IHRE AUFGABEN
- 1) Wie viele Tech-Leute beschäftigt BCG laut dem Text über KI und Arbeitsplätze weltweit?
- 2) Erklären Sie anhand des Textes über KI und Arbeitsplätze, warum Widowitz nicht glaubt, dass Programmierer durch "Copilot" ihre Jobs verlieren.

ZU PRÜFENDER TEXT
□ □ □ □

Tatsächlich ersetzt werden könnten Tätigkeiten, die nicht so vielfältig seien: "Der Call-Center-Job ist massiv in Gefahr", glaubt Widowitz. Ähnlich sei es bei Lastwagen- oder Taxifahrern. Aber auch viele Prozesse in Banken, etwa bei Kreditentscheidungen, seien teilweise durch KI ersetzbar. Dass andererseits auch mehr IT-Spezialisten gebraucht werden, helfe den konkret betroffenen Menschen wenig, "das ist ein soziales Problem".

Banken gehören laut Widowitz zu den Branchen, die das Potenzial von Künstlicher Intelligenz früh erkannt haben und nun Beratung dafür suchen. Das gelte ähnlich auch für Versicherungen, Pharma und Forschung oder für das Gesundheitswesen.

BCG selbst nutze KI bereits auf verschiedenen Ebenen, erzählte Widowitz. "Das Einfachste ist, erst einmal sowas wie ChatGPT zu nutzen - natürlich in der Enterprise-Version." Dabei gehe es unter anderem auch darum, dass Kundendaten sicher seien und nicht für das Training der KI verwendet werden. Das würden BCG-Mitarbeiter nutzen, "weil wir überzeugt sind, dass es effizienter, schneller und kreativer macht. Und übrigens: Falls wir es nicht anbieten würden, müssten wir davon ausgehen, dass es viele dann trotzdem nutzen würden, selbst wenn wir es verbieten würden".

Die nächste Stufe und sehr vergleichbar mit ChatGPT sei "Copilot" zur Programmierung. "Das machen wir auch substanziell. Zehn Prozent unserer Mitarbeiter sind Tech-Leute - ungefähr 3.000 von 30.000 weltweit." Widowitz glaubt nicht, dass Programmierer deswegen ihre Jobs verlieren werden. Es werde sich nämlich durch die höhere Effizienz künftig lohnen, Dinge zu automatisieren, für die das bisher wirtschaftlich nicht sinnvoll gewesen wäre.

□ □ □ □

ROHDATEN
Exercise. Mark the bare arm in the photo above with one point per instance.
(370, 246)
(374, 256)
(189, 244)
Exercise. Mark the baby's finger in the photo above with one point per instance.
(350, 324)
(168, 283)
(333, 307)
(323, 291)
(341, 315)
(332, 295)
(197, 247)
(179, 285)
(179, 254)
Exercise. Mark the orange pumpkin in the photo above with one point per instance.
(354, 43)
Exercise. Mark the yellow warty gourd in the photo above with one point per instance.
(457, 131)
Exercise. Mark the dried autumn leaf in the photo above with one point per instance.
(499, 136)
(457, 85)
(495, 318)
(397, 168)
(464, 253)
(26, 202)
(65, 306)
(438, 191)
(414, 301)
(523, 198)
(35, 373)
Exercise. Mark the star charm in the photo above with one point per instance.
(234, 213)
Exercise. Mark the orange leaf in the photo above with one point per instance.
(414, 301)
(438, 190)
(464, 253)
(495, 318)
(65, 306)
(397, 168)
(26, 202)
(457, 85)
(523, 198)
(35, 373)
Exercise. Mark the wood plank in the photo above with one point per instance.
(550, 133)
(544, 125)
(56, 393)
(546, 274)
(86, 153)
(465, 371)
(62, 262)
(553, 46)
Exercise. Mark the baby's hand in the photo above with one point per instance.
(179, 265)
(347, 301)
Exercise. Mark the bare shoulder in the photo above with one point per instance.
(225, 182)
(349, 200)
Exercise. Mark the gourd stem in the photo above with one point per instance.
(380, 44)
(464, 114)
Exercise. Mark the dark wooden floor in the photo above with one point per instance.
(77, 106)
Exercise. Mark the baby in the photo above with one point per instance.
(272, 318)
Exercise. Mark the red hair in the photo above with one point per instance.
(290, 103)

□ □ □ □

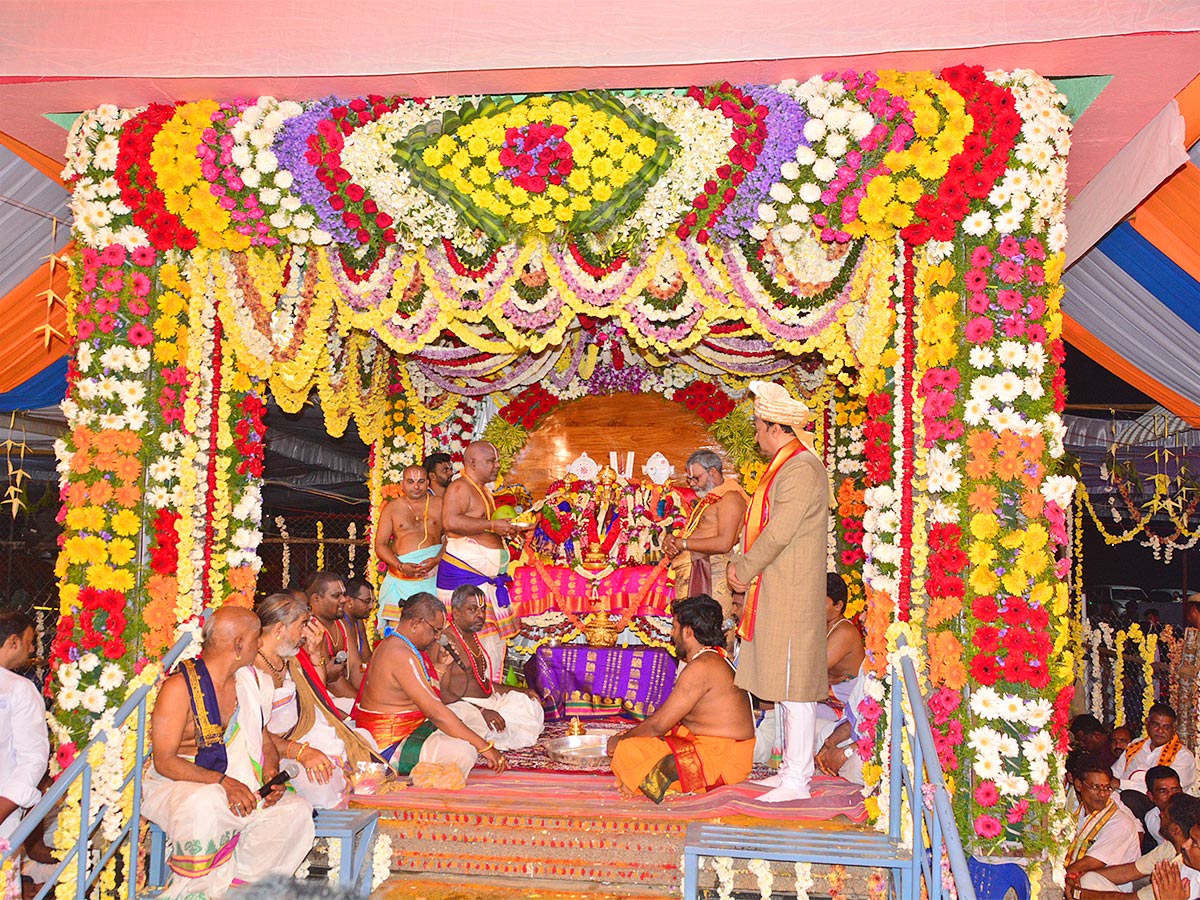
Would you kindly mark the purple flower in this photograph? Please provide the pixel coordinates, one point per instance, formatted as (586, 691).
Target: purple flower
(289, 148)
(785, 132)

□ □ □ □

IHRE ANTWORTEN
- 1) Ungefähr 3.000 von weltweit 30.000 Mitarbeitern, also zehn Prozent.

- 2) Durch die höhere Effizienz werde es sich künftig lohnen, Dinge zu automatisieren, für die das bisher wirtschaftlich nicht sinnvoll gewesen wäre. Deshalb gibt es nach seiner Ansicht weiterhin Arbeit für Programmierer.